▸ **Text**

§

Park Overview

What Size
52 sq km (20 sq miles), Tanzania’s smallest park.

Where located
16km (10miles) north of Kigoma on the shore of Lake Tanganyika in western Tanzania.
 
How to get there

Kigoma is connected to Dar and Arusha by scheduled flights, to Dar and Mwanza by a slow rail service, to Mwanza, Dar and Mbeya by rough dirtAfrican Safari Guide roads, and to Mpulungu in Zambia by a weekly ferry. From Kigoma, local lake –taxis take up to three hours to reach Gombe, or motorboats can be chattered, taking less than one hour. In order to ensure comfort, enjoyment, safety and security of tourists, Across Africa Nature provides dedicated 4X4 WD safari jeeps available 24/7 for the entire safari.

What to do there
Chimpanzee trekking, hiking, swimming/snoerklling. Ujiji near Kigoma is where Henry Stanley famously enquired “Dr Livingstone I presume”, and you can watch the port’s renowned dhow builders at work.

When best time to visit
The chimps don’t roam as far in the wet season (February-June, November-mid December) so may be easier to find; better picture opportunities in the dry (July-October and late December).

§

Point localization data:
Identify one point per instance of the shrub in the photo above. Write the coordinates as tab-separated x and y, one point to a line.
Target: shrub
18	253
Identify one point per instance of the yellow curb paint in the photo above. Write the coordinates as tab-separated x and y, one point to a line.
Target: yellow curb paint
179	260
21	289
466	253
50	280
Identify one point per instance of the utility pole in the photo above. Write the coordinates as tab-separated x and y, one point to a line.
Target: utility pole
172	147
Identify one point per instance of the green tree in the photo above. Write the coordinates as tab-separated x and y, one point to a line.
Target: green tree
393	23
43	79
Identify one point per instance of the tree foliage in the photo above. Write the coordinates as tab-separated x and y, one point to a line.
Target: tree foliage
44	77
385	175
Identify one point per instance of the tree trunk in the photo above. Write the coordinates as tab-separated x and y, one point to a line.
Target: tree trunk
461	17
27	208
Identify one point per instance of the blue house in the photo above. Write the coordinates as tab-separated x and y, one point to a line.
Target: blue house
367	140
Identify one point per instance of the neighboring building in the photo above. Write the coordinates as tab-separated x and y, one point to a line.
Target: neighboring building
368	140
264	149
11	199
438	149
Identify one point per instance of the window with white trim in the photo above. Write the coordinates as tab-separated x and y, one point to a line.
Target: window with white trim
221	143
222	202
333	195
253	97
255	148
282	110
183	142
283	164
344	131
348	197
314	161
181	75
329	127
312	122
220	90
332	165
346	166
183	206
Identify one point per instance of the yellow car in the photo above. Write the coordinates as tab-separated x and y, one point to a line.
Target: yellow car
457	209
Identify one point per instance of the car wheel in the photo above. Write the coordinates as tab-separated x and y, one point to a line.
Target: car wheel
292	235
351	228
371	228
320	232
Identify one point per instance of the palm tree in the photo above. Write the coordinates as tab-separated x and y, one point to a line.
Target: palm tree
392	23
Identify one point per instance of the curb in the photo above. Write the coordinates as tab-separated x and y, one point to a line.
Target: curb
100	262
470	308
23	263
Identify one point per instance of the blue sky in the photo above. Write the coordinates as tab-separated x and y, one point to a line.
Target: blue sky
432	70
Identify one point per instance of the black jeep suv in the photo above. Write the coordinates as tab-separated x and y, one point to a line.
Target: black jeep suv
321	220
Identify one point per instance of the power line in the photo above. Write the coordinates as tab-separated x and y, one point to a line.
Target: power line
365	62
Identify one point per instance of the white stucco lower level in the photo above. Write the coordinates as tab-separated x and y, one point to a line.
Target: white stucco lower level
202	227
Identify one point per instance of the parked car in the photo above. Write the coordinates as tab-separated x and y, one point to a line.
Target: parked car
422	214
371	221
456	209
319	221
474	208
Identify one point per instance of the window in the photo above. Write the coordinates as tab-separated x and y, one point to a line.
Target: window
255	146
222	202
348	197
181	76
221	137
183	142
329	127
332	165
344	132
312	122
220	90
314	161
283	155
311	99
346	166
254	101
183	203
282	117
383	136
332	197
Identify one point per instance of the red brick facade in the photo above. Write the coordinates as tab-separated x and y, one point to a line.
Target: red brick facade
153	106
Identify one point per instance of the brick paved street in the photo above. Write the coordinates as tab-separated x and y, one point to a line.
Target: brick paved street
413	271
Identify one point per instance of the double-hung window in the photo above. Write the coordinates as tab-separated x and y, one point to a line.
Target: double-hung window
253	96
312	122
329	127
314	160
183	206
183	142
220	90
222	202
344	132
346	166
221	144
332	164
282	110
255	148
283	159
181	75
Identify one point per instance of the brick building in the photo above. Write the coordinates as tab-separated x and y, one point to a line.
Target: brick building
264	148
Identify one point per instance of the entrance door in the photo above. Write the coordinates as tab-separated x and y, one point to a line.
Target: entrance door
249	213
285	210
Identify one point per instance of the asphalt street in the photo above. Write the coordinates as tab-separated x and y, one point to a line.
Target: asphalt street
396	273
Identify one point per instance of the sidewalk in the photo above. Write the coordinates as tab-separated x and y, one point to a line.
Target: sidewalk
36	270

§

▸ **Task directions**
Continue the Gombe park overview above, picking up after its final sentence.

▸ **Result for this task**
Where to Stay

One new luxury tented lodge, as well a self –catering hostel, guest house and campsites on the lakeshore. Whether the client’s visit to Tanzania is for business or leisure, Across Africa Nature will always assist in planning and careful selecting the best and affordable places that provide enjoyment, fun and joy of exceptional accommodation and hospitality of Tanzanians.

Note:Strict rules are in place to safeguard you and the chimps. Allow at least 2 days to see them-this is not a zoo so there are no guarantees where they‘ll be each day.

Gombe in details …

An excited whoop erupts from deep in the forest, boosted immediately by a dozen other voices, rising in volume and tempo and pitch to a frenzied shrieking crescendo. It is the famous ‘pant-hoot’ call: a bonding ritual that allows the participants to identify each other through their individual vocal stylisations. To the human listener, walking through the ancient forests of Gombe Stream, this spine-chilling outburst is also an indicator of imminent visual contact with man’s closest genetic relative: the chimpanzee.

Gombe is the smallest of Tanzania’s national parks: a fragile strip of chimpanzee habitat straddling the steep slopes and river valleys that hem in the sandy northern shore of Lake Tanganyika. Its chimpanzees – habituated to human visitors – were made famous by the pioneering work of Jane Goodall, who in 1960 founded a behavioural research program that now stands as the longest-running study of its kind in the world. The matriarch Fifi, the last surviving member of the original community, only three-years old when Goodall first set foot in Gombe, is still regularly seen by visitors.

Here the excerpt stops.